### Written task A
Using the abstract on inverted judicial guardianship below, decide whether each statement agrees with it. Answer yes or no for each, and quote the words from the abstract that decide it.
(i) In Trump v. Hawaii, lower federal courts ruled against federal power.
(ii) The Supreme Court decided Trump v. Hawaii using less deferential approaches than the lower courts.
(iii) The article's case study deals with the scope of executive power in immigration policy.

### Excerpt provided
================

Inverted Judicial Guardianship

Document Type

Article

Publication Date

2-1-2021

Abstract

This article analyzes the phenomenon of inverted judicial guardianship, a key dynamic in contemporary U.S. constitutional adjudication. Inverted judicial guardianship refers to the dynamic in which lower federal courts play a more activist and assertive role in challenging the exercise of government power in the area of rights and equality than the U.S. Supreme Court. The article traces this dynamic through an in-depth analysis of the sequence of judicial battles between lower federal courts and the Supreme Court in Trump v. Hawaii (2018) over the scope of executive power in immigration policy and protections for individual rights. In Trump v. Hawaii, lower federal courts served as front-line constitutional guardians by ruling against and checking federal power, only to be ultimately overruled by the Supreme Court based on the application of more deferential approaches.

================

### Written task B
Find each line in the entries below that contains the string "stand", and copy those lines.

(Point placement entries)

================

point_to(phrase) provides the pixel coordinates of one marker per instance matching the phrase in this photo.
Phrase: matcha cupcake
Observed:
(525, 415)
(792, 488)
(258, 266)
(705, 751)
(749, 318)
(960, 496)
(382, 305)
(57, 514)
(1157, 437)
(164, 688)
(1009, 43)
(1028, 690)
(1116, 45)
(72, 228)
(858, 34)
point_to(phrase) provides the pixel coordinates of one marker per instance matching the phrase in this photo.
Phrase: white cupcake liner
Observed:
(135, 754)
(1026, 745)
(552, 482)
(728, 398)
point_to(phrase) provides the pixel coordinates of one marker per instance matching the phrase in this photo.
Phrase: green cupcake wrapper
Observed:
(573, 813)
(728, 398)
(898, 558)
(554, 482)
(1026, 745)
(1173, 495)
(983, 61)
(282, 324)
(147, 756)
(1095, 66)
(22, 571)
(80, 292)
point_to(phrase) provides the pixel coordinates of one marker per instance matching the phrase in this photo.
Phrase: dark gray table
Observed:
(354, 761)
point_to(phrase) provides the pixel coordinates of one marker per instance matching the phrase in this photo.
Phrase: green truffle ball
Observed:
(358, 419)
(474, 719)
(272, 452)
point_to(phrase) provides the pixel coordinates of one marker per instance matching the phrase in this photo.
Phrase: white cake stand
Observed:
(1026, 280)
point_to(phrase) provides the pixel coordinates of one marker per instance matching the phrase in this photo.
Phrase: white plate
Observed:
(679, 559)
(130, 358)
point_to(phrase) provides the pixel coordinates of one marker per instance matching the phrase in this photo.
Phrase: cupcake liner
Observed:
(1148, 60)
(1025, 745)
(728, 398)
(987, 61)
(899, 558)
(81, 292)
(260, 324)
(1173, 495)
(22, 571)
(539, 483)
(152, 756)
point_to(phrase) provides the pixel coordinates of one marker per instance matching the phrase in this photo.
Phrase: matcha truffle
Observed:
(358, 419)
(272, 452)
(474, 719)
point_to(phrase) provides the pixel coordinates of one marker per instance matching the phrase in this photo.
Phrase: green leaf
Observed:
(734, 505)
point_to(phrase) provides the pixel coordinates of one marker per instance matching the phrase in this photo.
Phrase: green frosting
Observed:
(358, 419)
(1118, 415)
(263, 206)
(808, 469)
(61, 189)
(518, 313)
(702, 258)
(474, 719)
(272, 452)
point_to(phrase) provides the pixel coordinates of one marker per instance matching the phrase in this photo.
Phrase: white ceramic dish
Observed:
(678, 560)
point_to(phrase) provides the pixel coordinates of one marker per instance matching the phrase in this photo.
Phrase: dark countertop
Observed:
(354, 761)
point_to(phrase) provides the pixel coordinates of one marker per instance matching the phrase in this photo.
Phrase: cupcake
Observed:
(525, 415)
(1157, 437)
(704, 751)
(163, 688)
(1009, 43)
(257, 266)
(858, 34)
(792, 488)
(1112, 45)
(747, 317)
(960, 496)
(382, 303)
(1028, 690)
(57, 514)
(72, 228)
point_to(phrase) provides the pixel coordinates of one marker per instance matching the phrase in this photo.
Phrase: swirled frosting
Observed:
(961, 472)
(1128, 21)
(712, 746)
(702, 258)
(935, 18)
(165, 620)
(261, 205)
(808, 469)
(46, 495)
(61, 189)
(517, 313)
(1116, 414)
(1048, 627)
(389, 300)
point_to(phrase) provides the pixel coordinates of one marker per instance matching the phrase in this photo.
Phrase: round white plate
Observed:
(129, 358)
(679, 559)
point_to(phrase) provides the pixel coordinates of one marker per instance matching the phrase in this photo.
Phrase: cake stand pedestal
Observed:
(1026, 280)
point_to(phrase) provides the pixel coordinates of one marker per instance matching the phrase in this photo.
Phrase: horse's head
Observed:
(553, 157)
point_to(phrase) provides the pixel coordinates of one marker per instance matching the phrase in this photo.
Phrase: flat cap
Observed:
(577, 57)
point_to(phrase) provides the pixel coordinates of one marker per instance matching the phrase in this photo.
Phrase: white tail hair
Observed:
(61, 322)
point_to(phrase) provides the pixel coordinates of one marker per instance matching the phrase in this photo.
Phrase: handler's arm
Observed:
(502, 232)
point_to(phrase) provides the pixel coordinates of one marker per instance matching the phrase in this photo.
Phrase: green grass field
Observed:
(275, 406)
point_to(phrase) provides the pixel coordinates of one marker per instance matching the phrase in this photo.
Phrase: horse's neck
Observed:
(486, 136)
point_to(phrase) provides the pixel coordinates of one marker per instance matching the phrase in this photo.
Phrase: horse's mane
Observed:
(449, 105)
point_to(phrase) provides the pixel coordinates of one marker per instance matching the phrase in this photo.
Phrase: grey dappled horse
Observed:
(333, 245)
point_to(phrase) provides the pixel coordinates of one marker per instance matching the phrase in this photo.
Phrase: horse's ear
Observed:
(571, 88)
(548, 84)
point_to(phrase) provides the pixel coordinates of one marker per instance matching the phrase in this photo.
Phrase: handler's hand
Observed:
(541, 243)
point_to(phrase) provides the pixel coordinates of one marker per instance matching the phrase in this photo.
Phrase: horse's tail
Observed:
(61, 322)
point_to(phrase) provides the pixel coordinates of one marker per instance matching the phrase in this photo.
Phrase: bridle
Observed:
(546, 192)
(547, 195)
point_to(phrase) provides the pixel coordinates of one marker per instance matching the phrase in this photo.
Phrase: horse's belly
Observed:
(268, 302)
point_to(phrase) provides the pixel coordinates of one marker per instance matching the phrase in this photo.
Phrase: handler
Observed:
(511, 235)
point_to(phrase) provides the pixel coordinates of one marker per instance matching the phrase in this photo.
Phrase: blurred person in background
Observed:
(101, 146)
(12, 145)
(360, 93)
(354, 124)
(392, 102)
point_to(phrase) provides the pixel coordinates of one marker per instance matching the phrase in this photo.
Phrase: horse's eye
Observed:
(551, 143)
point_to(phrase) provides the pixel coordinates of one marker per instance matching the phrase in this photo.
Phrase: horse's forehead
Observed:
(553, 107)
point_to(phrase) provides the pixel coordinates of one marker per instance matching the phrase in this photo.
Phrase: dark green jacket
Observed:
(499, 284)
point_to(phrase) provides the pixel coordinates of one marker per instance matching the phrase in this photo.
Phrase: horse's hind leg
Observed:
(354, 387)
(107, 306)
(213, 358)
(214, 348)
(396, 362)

================

### Solution A
(i) Yes: "lower federal courts served as front-line constitutional guardians by ruling against and checking federal power"
(ii) No: "only to be ultimately overruled by the Supreme Court based on the application of more deferential approaches"
(iii) Yes: "over the scope of executive power in immigration policy and protections for individual rights"

### Solution B
Phrase: white cake stand
Phrase: cake stand pedestal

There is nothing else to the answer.